_Document section_.
===

Remember those super-hard games from the 8/16-bit era? Well, it’s come back to haunt with this little game that is so simple in design yet so hard in execution. You guide an orange block over spikes and pits to the end of the level. All you do is tap to jump and hold to do quick jumps. It sounds simple, but the levels are brutally hard because they require precise skill and focus. There is a practice mode that lets you drop the flag with a touch of a button, and when you die, you respawn there instead of at the beginning of the level.
Of course, you can delete these flags if you spawn one in the wrong area, but man, this game is almost impossible! The game has a nice soundtrack that flows with your jumping, but most people will hate this game due to its high difficulty level. All I have to say is that hardcore platformer fans will die for this game and love it. All I wish is that there was an easy mode or something, but there’s a lot of great game here for a buck.
You are Nyx, who is a winged goddess that falls in love with Icarus, but the sun-god Helios releases rage upon the gods and burns the earth into a fiery apocalypse, but you insist on defying the gods to save Icarus. While the story isn’t very deep, there is one there, and you do want to see what happens to Icarus at the end. Not very often will you run into “cut scenes” that have just some text across the screen and gibberish being spoken. This is an indie game after all, so you are probably coming for the unique gameplay.
While originally designed for the Wii, it works well on a mouse and keyboard. You control Nyx’s power with your mouse and hers with the keyboard. You can jump up to five times and also glide for about 8 seconds, and these are keys to gameplay. Jumping around is the main part of the game, and you must time everything carefully. The game is not a breeze, and even the platforming is tricky thanks to the game’s ability to make you multitask. With the mouse, you can move certain blocks around, shoot lightning, move fireballs, and pull around pillars. There is a lot to the gameplay, so you have to really play it to understand how deep it is. You have to be able to move Nyx around while also manipulating the environment with the mouse, or you will never get anywhere.
While the unique combo works well, it does get very difficult at points. The first couple of levels are novel and neat, but then the game quickly feels repetitive and tiresome until you start learning new powers later on in the game. While the gameplay is unique and deep, it’s really the same thing over and over again. Jump around 50 platforms and move this block or pillar around. Each level looks the same, and the art style has a Greek mythology theme to it, but the textures are flat, and no visual upgrades were given for the PC version. I also felt the physics was a little floaty because everything moved like there was little gravity.
The checkpoints are a little unfair because they are put in weird spots. Instead of sticking them right before a really hard section, you have to go through an easy section to get back to where you died. There are also only a couple of boss fights, and they are fairly easy due to the better accuracy of a mouse over the Wiimote. Overall, NyxQuest is a fun little indie game that really challenges your multitasking skills.
Being able to play a game using your own music isn’t new, but being a good one is hard. Beat Hazard lets you select your own music and then uses the tempo to create difficulty spikes and the flow of enemies. The beat of the song is seen in the bullets you shoot as well as the crazy explosions on one screen that can give you a seizure. When you select your music, you get to decide the difficulty. Pick a heavy and fast metal song, and you’ll be lucky if you get through the whole thing. Pick a normal soft rock song, and the difficulty is very gradual.

===

_Data_.

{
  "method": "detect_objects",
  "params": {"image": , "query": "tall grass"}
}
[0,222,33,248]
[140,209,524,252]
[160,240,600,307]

===

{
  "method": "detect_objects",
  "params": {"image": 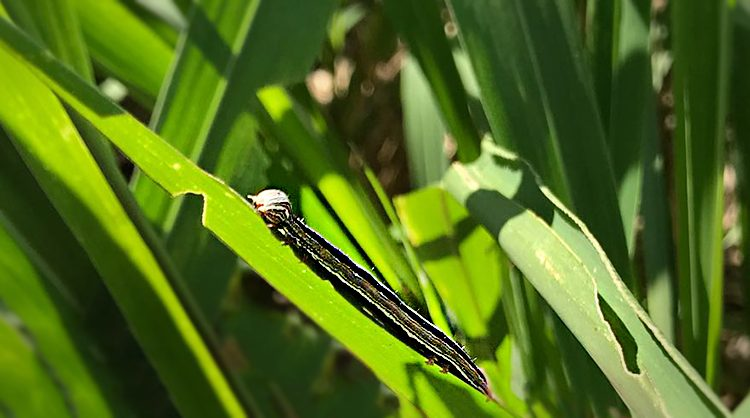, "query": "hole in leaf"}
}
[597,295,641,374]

===

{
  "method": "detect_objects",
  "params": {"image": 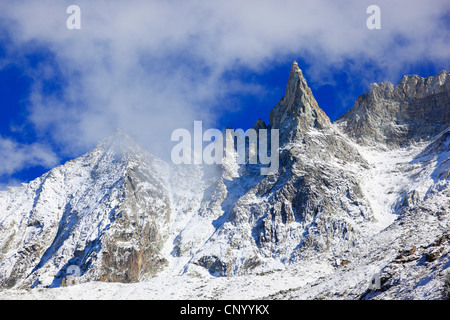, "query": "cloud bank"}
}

===

_Task requirements_.
1: Extract from the game reviews the passage starting with "Of course, you" and going on through "for a buck.".
2: Answer these questions from the game reviews:
(a) What color is the block the player guides in the first game described?
(b) Up to how many times can Nyx jump?
(c) What part of the chosen music does Beat Hazard use to create difficulty spikes and the flow of enemies?
The three blocks of material are separate from the game reviews.

_The responses_.
1:
Of course, you can delete these flags if you spawn one in the wrong area, but man, this game is almost impossible! The game has a nice soundtrack that flows with your jumping, but most people will hate this game due to its high difficulty level. All I have to say is that hardcore platformer fans will die for this game and love it. All I wish is that there was an easy mode or something, but there’s a lot of great game here for a buck.

2:
(a) Orange.
(b) Five times.
(c) The tempo.